**WRITTEN PROBLEM:**
Reproduce each line exactly. Skip none.
**** DATA EXTRACT
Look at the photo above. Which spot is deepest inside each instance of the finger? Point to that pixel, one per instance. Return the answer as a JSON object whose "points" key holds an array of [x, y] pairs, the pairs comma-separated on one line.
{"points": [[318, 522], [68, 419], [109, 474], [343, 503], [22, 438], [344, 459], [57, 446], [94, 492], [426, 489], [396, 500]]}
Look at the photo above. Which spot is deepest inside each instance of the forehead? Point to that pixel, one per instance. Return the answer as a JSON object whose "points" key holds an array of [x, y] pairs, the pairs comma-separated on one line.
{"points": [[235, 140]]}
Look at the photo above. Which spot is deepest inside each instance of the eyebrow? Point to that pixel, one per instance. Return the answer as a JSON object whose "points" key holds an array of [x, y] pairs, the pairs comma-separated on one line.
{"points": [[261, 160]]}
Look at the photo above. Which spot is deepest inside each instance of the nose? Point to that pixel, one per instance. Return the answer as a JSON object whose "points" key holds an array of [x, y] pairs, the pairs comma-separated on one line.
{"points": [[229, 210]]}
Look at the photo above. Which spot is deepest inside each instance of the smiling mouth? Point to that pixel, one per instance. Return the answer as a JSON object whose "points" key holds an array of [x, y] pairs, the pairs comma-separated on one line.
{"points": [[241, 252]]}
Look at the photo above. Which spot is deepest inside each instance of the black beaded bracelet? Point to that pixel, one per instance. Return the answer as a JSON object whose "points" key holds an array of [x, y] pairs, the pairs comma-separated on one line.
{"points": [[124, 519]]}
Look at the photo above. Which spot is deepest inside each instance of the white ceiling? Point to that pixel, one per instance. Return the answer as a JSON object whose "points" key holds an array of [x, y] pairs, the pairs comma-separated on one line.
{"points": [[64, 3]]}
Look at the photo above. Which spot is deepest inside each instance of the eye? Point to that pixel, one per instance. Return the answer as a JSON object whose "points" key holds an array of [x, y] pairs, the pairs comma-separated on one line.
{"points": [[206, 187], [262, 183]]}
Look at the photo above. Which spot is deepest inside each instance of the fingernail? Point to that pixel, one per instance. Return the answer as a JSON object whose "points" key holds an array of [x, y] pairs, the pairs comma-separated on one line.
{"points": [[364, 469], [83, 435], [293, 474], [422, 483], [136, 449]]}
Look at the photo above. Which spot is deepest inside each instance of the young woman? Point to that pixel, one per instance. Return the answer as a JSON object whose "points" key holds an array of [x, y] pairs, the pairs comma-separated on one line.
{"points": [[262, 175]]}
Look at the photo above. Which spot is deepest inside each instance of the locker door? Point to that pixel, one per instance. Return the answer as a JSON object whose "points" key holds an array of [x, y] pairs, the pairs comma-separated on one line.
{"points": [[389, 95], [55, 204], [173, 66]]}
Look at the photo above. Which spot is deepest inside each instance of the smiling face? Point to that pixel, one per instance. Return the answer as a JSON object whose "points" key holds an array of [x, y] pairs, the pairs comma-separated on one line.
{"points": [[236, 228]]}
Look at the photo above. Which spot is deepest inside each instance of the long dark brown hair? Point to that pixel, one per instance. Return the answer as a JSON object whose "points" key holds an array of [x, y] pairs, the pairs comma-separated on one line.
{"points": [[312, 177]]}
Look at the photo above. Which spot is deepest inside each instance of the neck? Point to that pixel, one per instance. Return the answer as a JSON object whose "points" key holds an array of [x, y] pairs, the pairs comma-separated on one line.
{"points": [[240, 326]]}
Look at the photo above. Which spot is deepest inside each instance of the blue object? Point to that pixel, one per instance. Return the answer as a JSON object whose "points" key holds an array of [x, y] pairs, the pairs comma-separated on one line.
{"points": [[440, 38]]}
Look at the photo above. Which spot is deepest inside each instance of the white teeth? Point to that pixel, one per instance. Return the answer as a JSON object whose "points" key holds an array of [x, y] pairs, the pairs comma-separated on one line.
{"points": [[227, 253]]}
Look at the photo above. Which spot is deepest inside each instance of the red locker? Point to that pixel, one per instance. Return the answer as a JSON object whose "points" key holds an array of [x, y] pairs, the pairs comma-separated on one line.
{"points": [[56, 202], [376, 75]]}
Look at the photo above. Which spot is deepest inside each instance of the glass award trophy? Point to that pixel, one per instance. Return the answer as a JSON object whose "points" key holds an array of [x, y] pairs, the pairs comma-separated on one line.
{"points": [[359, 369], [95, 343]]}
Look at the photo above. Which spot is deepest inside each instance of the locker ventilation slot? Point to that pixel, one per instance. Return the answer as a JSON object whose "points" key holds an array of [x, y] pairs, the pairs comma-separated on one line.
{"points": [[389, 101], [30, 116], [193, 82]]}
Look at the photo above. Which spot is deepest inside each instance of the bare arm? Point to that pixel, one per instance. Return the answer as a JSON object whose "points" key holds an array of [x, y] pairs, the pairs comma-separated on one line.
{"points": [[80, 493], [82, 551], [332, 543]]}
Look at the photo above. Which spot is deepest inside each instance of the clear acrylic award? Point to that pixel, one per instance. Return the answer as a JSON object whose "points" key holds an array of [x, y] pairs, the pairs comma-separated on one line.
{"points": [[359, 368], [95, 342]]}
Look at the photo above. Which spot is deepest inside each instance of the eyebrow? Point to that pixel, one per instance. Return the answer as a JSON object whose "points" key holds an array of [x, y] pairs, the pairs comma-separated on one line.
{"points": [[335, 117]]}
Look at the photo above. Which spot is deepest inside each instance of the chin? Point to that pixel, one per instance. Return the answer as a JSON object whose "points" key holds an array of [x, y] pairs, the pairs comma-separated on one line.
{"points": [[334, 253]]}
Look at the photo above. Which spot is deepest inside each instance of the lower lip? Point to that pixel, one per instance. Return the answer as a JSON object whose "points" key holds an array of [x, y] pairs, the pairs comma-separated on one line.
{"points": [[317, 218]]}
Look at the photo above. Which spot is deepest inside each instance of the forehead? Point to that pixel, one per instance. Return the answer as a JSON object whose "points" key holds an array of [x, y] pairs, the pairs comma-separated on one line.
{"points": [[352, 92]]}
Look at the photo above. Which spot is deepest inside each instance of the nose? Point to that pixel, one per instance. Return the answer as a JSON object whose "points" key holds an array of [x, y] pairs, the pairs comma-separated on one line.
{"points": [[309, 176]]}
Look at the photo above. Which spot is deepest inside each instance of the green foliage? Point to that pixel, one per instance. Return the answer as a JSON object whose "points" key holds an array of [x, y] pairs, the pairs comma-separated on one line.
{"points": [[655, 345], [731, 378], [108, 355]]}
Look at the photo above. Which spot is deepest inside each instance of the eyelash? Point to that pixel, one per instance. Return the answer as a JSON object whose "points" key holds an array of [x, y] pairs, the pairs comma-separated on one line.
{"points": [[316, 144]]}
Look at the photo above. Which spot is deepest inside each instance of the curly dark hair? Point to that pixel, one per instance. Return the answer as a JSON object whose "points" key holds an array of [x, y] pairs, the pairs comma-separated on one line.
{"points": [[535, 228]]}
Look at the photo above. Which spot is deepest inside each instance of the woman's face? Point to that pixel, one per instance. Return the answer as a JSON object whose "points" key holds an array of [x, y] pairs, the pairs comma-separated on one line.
********
**ANSWER TO THE EXERCISE:**
Look at the photo above. Which spot is deepest inside each instance of the finger? Point to that pixel, one per instance. Return the answer as a JSON object whose "points" key holds an array of [x, y] pairs, the pairs comma-separated on one line.
{"points": [[318, 522], [68, 419], [109, 474], [343, 503], [22, 438], [344, 459], [57, 446], [94, 492], [426, 489], [396, 500]]}
Look at the photo above. Which spot is deepest inside each instance of the forehead? Point to that pixel, one per instance. Return the answer as a JSON object whose "points" key holds an array of [x, y] pairs, the pairs comma-separated on one line.
{"points": [[235, 140]]}
Look at the photo above. Which spot is deepest inside each instance of the eyebrow? Point to that pixel, one per instance. Return the answer as a JSON object whose "points" key holds an array of [x, y] pairs, the pairs comma-separated on one line.
{"points": [[261, 160]]}
Look at the photo above. Which spot is deepest inside each instance of the nose? Point to that pixel, one per instance. Return the answer as a JSON object whose "points" key holds an array of [x, y] pairs, the pairs comma-separated on one line.
{"points": [[229, 210]]}
Look at the photo above. Which spot is deepest inside each instance of the smiling mouth? Point to that pixel, one per instance. Return the answer as a JSON object whose "points" key holds an array of [x, y] pairs, the pairs comma-separated on one line.
{"points": [[241, 252]]}
Look at the photo above. Which spot is deepest inside each instance of the black beaded bracelet? Point to that pixel, one per instance. Return the answer as a JSON object whose "points" key holds an array of [x, y] pairs, the pairs comma-separated on one line.
{"points": [[124, 519]]}
Look at the photo above. Which spot is deepest inside each instance of the white ceiling? Point to that pixel, one per instance. Return the answer as a JSON object whose "points" key holds an array of [x, y] pairs, the pairs comma-separated on one line.
{"points": [[64, 3]]}
Look at the photo above. Which spot is deepest inside each instance of the eye? Point to that pixel, one per instance. Return the answer as a JSON object whose "points" key holds an array of [x, y] pairs, the pairs comma-separated on one line.
{"points": [[206, 187], [262, 183]]}
Look at the photo above. Which spot is deepest inside each instance of the fingernail? Point to that pixel, one per instance. Return the answer as a JSON object whose "points" key holds an array of [x, y] pairs, the pairs comma-separated on one line.
{"points": [[364, 469], [83, 435], [293, 474], [422, 483], [136, 449]]}
Look at the photo above. Which spot is deepest inside each instance of the young woman? Point to that pixel, one per instance. Return the answer as a JSON object whose "points" key holds an array of [x, y] pairs, the pairs comma-separated on one line.
{"points": [[262, 175]]}
Look at the photo above. Which spot is deepest inside each instance of the locker door? Point to that pixel, one per instance. Return the answer as a JSON object whose "points" key holds an array of [x, y] pairs, the pairs comma-separated on one line.
{"points": [[389, 95], [55, 204], [173, 66]]}
Look at the photo above. Which spot is deepest inside each instance of the smiling face? Point to that pixel, one per instance. Return the answer as a JSON object whose "points" key holds an array of [x, y] pairs, the pairs comma-separated on one line.
{"points": [[236, 228]]}
Look at the photo above. Which spot is deepest inside each instance of the long dark brown hair? Point to that pixel, one per instance. Return the answer as a JSON object whose "points" key holds an array of [x, y] pairs, the pairs comma-separated on one line.
{"points": [[312, 177]]}
Look at the photo above. Which spot is deepest inside each instance of the neck? Point to that pixel, one per instance. Return the answer as a JSON object whose "points" key holds an array of [x, y] pairs, the pairs comma-separated on one line.
{"points": [[240, 326]]}
Look at the photo above. Which spot is deepest inside each instance of the blue object? Point to that pixel, one per instance. Return the answer as a JSON object whose "points" key holds an array of [x, y] pairs, the pairs comma-separated on one line.
{"points": [[440, 38]]}
Look at the photo above. Which spot is deepest inside each instance of the white teeth? Point to that pixel, one per instance. Return the answer as a JSON object whose "points" key holds an array of [x, y] pairs, the pairs comma-separated on one line.
{"points": [[227, 253]]}
Look at the photo above. Which spot is deepest inside each instance of the red locker? Point to that pixel, one per instance. Return the answer as a JSON object whose "points" key holds an array of [x, y] pairs, the pairs comma-separated on one line.
{"points": [[56, 202], [376, 75]]}
Look at the photo above. Which spot is deepest inside each instance of the glass award trophy? Point to that pixel, one per instance. Return the answer as a JSON object whose "points" key holds an array of [x, y] pairs, the pairs comma-separated on one line.
{"points": [[359, 369], [95, 343]]}
Look at the photo above. Which spot is deepest inside each instance of the locker ventilation slot? Point to that pixel, one per instance. Return the answer as a JSON object whose "points" key holds an array of [x, y] pairs, the pairs comma-separated on one line.
{"points": [[389, 101], [30, 116], [193, 82]]}
Look at the photo above. Which spot is deepest inside each instance of the bare arm? Point to that pixel, one per instance. Return the answer as a JSON object whose "points" key holds an array of [x, y] pairs, the pairs comma-separated on one line.
{"points": [[80, 493], [82, 551], [332, 543]]}
Look at the photo above. Which spot is deepest inside each instance of the clear acrylic award? Point to that pixel, one per instance. Return the answer as a JSON object whose "points" key holds an array of [x, y] pairs, the pairs comma-separated on one line.
{"points": [[359, 368], [95, 342]]}
Look at the photo above. Which spot is deepest inside each instance of the eyebrow? Point to that pixel, one per instance. Return the answer as a JSON object whose "points" key holds an array of [x, y] pairs, the pairs comma-separated on one line.
{"points": [[335, 117]]}
Look at the photo above. Which spot is deepest inside each instance of the chin? Point to that pixel, one per instance. Return the answer as a JSON object whose "points" key holds an array of [x, y] pairs, the pairs comma-separated on one line.
{"points": [[334, 253]]}
Look at the photo above. Which spot is deepest inside each instance of the lower lip? Point to that pixel, one per instance. Return the answer as a JSON object whose "points" key holds an array of [x, y] pairs, the pairs comma-separated on one line.
{"points": [[317, 218]]}
Look at the photo above. Which spot is deepest inside each instance of the forehead? Point to that pixel, one per instance. Return the answer as a JSON object whose "points" key holds an array of [x, y] pairs, the pairs comma-separated on one line.
{"points": [[352, 92]]}
Look at the photo above. Which spot is deepest inside each instance of the nose? Point to that pixel, one per instance. Return the answer as a JSON object whose "points" key holds an array of [x, y] pairs, the pairs comma-separated on one line.
{"points": [[309, 176]]}
Look at the photo above. Which spot is deepest inside each instance of the green foliage? Point to that pixel, one per instance. Return the answer as a JSON object whose "points" key holds an array of [x, y] pairs, the pairs comma-separated on one line.
{"points": [[655, 345], [731, 378], [108, 355]]}
Look at the photo above. Which spot is deepest inside each instance of the eyelash? Point to that pixel, one per instance. Return the answer as a JSON object whose "points" key holds an array of [x, y] pairs, the pairs comma-separated on one line.
{"points": [[316, 144]]}
Look at the photo above. Which spot is deepest inside each instance of the curly dark hair? Point to that pixel, one per instance. Return the answer as a JSON object whose "points" key holds an array of [x, y] pairs, the pairs comma-separated on one line.
{"points": [[535, 228]]}
Look at the photo above. Which spot is deepest inside each instance of the woman's face? Point to that pixel, one per instance. Return the answer as a JSON object whose "points" key holds an array of [x, y] pairs, the pairs comma-separated on one line.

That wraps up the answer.